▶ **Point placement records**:
______
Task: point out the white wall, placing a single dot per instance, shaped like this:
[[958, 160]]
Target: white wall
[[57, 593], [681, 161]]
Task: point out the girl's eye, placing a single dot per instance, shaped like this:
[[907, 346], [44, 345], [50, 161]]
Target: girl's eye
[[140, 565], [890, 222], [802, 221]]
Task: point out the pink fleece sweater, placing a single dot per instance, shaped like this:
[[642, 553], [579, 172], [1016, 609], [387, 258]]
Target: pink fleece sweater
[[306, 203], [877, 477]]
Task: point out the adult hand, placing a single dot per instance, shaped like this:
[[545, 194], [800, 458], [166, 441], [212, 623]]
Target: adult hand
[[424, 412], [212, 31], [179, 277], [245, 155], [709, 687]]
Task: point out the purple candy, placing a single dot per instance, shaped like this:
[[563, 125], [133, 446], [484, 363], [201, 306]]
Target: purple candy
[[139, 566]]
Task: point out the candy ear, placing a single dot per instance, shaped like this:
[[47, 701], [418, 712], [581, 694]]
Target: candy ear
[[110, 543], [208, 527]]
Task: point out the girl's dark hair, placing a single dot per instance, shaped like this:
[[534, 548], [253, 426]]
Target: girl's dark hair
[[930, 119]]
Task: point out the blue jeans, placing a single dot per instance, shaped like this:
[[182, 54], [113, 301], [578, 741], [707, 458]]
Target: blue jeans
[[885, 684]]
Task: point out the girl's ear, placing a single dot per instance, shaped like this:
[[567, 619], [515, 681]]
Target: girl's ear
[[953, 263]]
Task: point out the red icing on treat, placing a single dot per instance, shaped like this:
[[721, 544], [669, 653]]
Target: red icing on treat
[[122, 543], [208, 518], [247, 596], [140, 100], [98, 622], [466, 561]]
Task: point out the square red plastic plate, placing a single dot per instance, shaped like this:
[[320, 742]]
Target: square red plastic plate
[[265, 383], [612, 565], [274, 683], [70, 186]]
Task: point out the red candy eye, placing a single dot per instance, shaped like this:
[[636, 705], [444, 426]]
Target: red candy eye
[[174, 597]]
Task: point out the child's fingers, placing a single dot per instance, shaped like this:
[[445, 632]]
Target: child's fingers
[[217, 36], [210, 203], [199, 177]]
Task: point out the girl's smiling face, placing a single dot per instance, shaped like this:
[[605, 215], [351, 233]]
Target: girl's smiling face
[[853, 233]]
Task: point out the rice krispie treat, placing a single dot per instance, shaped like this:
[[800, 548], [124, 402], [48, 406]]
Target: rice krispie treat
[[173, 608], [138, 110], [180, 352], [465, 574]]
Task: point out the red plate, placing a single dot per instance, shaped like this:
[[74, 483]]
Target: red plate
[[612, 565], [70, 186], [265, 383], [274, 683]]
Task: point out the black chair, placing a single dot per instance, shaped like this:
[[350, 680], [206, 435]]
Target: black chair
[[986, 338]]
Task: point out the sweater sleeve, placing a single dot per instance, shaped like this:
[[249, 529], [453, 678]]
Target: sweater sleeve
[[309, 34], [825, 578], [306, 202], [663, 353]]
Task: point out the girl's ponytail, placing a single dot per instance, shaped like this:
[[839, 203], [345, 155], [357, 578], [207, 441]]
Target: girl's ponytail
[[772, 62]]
______
▶ **PROBLEM DESCRIPTION**: Render every line of the point placement records above as a JSON list of strings, with one string per line and no blank lines.

▶ **FINAL RESULT**:
[
  "Task: point out the white wall, placing a single dot per instance, shaped like this:",
  "[[958, 160]]",
  "Target: white wall",
  "[[57, 593], [681, 161]]",
  "Task: point out the girl's eye, placing a single dot per instance, shaped like this:",
  "[[907, 346], [44, 345], [50, 161]]",
  "Target: girl's eye",
  "[[140, 565], [890, 222], [802, 221]]",
  "Task: point out the pink fleece sweater, placing a single dot per instance, shaped like this:",
  "[[642, 553], [579, 172], [1016, 609], [387, 258]]",
  "Target: pink fleece sweater",
  "[[306, 203], [877, 477]]",
  "Task: point out the adult hand, placing a single dot per instance, shaped like this:",
  "[[545, 194], [800, 458], [166, 441], [212, 623]]",
  "Target: adult hand",
  "[[424, 412], [212, 31], [179, 277], [245, 155], [709, 687]]",
  "Task: point out the purple candy, placing a single dot per instance, shaped like this:",
  "[[563, 125], [133, 446], [484, 363], [201, 306]]",
  "Target: purple candy",
  "[[139, 566]]",
  "Task: point out the candy ear, placing a single dot per instance, shaped like this:",
  "[[47, 701], [418, 712], [581, 694]]",
  "Target: candy ear",
  "[[110, 543], [208, 527]]",
  "Task: point out the girl's dark hair, placing a single dot per instance, shaped like this:",
  "[[534, 548], [253, 426]]",
  "Target: girl's dark hair",
  "[[930, 119]]",
  "Task: point out the blue jeans, placing a single dot per instance, shaped like this:",
  "[[182, 54], [113, 301], [578, 741], [707, 458]]",
  "Target: blue jeans",
  "[[885, 684]]",
  "Task: point out the girl's ear, placing a single dot per instance, shaped like this:",
  "[[567, 619], [515, 681]]",
  "Target: girl's ear",
  "[[953, 263]]",
  "Task: point out the red icing on treat, placing a single dot per instance, shaped like this:",
  "[[721, 544], [669, 653]]",
  "Target: red icing on treat",
  "[[122, 543], [208, 518], [247, 596], [140, 100], [98, 622], [466, 561]]",
  "Task: point out the square red plastic plate, placing a single dot per instance, shaped like this:",
  "[[320, 742]]",
  "Target: square red plastic plate",
  "[[265, 383], [612, 565], [274, 683], [70, 186]]",
  "Task: point out the red candy eye, placing a single dot per instance, shaped like this:",
  "[[636, 705], [444, 426]]",
  "Target: red candy eye",
  "[[174, 597]]",
  "Task: point out the child's fingers, placing a single dot per instance, shaped like this:",
  "[[445, 632]]",
  "Target: child's fingers",
  "[[217, 36], [210, 203], [199, 177]]",
  "Task: point out the girl's smiling face, placing a single dot per instance, shaped like this:",
  "[[605, 215], [351, 233]]",
  "Target: girl's smiling face",
  "[[853, 233]]",
  "Task: point out the rice krispie treat, placing a single dot per instance, shaped like this:",
  "[[800, 548], [124, 402], [48, 406]]",
  "Target: rice krispie treat",
  "[[173, 608], [138, 110], [180, 352], [465, 574]]",
  "Task: point out the red plate, placing a single dot per instance, shaped like this:",
  "[[74, 483]]",
  "Target: red plate",
  "[[612, 565], [70, 186], [265, 383], [274, 683]]",
  "Task: point out the black chair, placing a single dot per instance, shaped like this:",
  "[[350, 680], [206, 435]]",
  "Target: black chair",
  "[[986, 338]]",
  "Task: point out the sweater sleeve, placing a single dot per instance, shaped like this:",
  "[[249, 529], [453, 678]]",
  "Target: sweater sleeve",
  "[[309, 34], [825, 578], [306, 202], [663, 353]]",
  "Task: point out the girl's ponytail, placing a single dot per instance, shaped like this:",
  "[[839, 203], [345, 155], [357, 578], [207, 441]]",
  "Target: girl's ponytail",
  "[[772, 62]]"
]